STATED EXERCISE. Please write out the data below again, swapping each "corners in pixels" for "pixel corners" and keeping everything else the same.

[DATA SUPPLIED start]

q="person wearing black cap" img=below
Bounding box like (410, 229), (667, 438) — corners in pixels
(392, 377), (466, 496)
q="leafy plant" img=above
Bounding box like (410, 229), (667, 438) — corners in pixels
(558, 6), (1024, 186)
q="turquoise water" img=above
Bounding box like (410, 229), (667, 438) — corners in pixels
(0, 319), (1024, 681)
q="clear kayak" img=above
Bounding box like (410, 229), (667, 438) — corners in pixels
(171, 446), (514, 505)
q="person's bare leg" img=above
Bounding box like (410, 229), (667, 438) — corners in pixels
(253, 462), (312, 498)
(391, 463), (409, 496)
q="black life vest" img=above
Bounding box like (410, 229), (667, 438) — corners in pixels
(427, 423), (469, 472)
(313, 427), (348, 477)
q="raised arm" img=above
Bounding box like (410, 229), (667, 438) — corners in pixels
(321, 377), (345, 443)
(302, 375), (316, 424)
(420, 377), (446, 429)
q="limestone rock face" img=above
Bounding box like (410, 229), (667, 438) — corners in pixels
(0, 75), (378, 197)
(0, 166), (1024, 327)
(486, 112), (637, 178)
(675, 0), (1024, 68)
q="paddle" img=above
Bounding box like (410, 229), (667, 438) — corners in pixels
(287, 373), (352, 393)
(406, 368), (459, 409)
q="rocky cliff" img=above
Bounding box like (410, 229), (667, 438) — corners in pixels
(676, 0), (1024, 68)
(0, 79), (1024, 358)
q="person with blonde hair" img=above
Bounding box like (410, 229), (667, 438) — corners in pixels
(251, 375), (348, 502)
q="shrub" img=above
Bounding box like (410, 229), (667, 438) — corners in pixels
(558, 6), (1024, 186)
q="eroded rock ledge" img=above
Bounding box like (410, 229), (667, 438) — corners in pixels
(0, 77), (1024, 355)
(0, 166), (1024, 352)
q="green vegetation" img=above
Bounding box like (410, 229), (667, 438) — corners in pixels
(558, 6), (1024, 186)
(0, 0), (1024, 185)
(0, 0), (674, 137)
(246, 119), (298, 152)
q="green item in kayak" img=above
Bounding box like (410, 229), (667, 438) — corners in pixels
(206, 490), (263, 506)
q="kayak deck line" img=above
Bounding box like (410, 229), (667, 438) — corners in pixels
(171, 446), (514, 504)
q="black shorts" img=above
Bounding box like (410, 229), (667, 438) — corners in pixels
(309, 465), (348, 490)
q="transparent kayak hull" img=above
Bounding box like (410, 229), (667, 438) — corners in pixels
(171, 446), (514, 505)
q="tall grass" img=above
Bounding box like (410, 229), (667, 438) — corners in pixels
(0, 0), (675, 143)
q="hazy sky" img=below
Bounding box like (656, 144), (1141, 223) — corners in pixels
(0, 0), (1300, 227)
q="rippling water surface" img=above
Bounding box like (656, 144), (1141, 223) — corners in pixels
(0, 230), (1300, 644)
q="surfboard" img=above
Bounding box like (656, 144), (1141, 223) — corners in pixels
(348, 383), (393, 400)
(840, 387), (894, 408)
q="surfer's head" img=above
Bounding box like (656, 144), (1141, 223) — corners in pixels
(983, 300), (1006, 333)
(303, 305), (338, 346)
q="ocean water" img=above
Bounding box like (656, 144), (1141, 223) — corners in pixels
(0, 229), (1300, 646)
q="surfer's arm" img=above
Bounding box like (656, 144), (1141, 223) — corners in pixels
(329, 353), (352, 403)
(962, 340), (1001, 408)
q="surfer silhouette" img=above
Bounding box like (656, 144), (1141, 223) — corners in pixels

[DATA SUPPLIED end]

ANSWER.
q="person wearing black cap" img=below
Bounding box like (410, 229), (667, 438) — pixel corners
(392, 377), (466, 496)
q="leafy plant" img=above
Bounding box like (410, 229), (667, 438) — pixel corners
(558, 6), (1024, 186)
q="turquoise water" img=above
Bounding box like (410, 229), (667, 438) — pixel corners
(0, 319), (1024, 681)
q="clear kayak" img=above
Bounding box like (410, 229), (667, 438) — pixel corners
(171, 446), (514, 505)
q="person's bare leg" img=above
Bounding box like (410, 229), (667, 438) — pixel corners
(253, 462), (312, 498)
(391, 463), (409, 496)
q="black life vest" img=above
Bounding box like (410, 229), (667, 438) — pixel corners
(427, 423), (469, 472)
(313, 427), (348, 477)
q="raised arm" img=above
Bounding box like (410, 229), (667, 438) — pixel corners
(321, 377), (345, 443)
(302, 375), (316, 424)
(420, 377), (446, 429)
q="limestone rock face" img=above
Bounding box like (410, 229), (667, 438) — pixel corners
(0, 75), (378, 197)
(0, 166), (1024, 327)
(486, 112), (637, 178)
(675, 0), (1024, 68)
q="paddle" img=above
Bounding box like (410, 229), (667, 438) — pixel corners
(287, 373), (352, 393)
(406, 368), (459, 409)
q="rocky cliff" img=above
Bounding box like (410, 229), (667, 438) — pixel corners
(676, 0), (1024, 68)
(0, 79), (1024, 358)
q="person with blonde hair" img=above
Bounding box like (410, 229), (667, 438) — pixel corners
(251, 375), (348, 502)
q="shrub" img=above
Bounding box like (410, 229), (667, 438) — pixel corners
(558, 6), (1024, 186)
q="eroded rock ledge" img=above
Bounding box like (410, 229), (667, 438) — pixel corners
(0, 77), (1024, 355)
(0, 166), (1024, 352)
q="green vegetation" img=above
Bounding box like (410, 229), (667, 438) — pixel corners
(558, 6), (1024, 186)
(0, 0), (1024, 185)
(0, 0), (674, 137)
(246, 119), (298, 152)
q="green item in kayak" img=above
Bounding box like (410, 229), (667, 438) — pixel corners
(206, 490), (263, 506)
q="kayak deck line" img=above
Bounding box like (410, 229), (667, 438) — pixel corners
(171, 446), (514, 504)
q="black shorts" img=above
Bounding box like (410, 229), (667, 438) — pixel corners
(309, 465), (348, 490)
q="transparent kayak hull" img=above
Bounding box like (410, 229), (667, 438) — pixel corners
(171, 446), (514, 505)
q="tall grass" img=above
Bounding box like (410, 229), (667, 438) — pixel corners
(0, 0), (675, 143)
q="hazy sky" img=below
Bounding box like (656, 144), (1141, 223) — pixel corners
(0, 0), (1300, 227)
q="rippling water surface" img=above
Bounding box like (656, 144), (1141, 223) — pixel corners
(0, 230), (1300, 644)
q="surfboard" img=above
Bounding box like (656, 144), (1141, 223) — pixel corners
(348, 383), (393, 400)
(840, 387), (894, 408)
q="surfer's head" img=above
Bounding box like (656, 144), (1141, 223) — pixel corners
(983, 300), (1006, 333)
(303, 305), (338, 346)
q="ocean water" img=above
Bounding box like (656, 144), (1141, 223) — pixel corners
(0, 229), (1300, 646)
q="surfer's arm" img=above
Bounding box like (656, 144), (1141, 223) — pixel corners
(329, 353), (352, 403)
(962, 340), (1001, 408)
q="surfer silhouette" img=above
Bounding box like (656, 144), (1141, 223) — pixel corners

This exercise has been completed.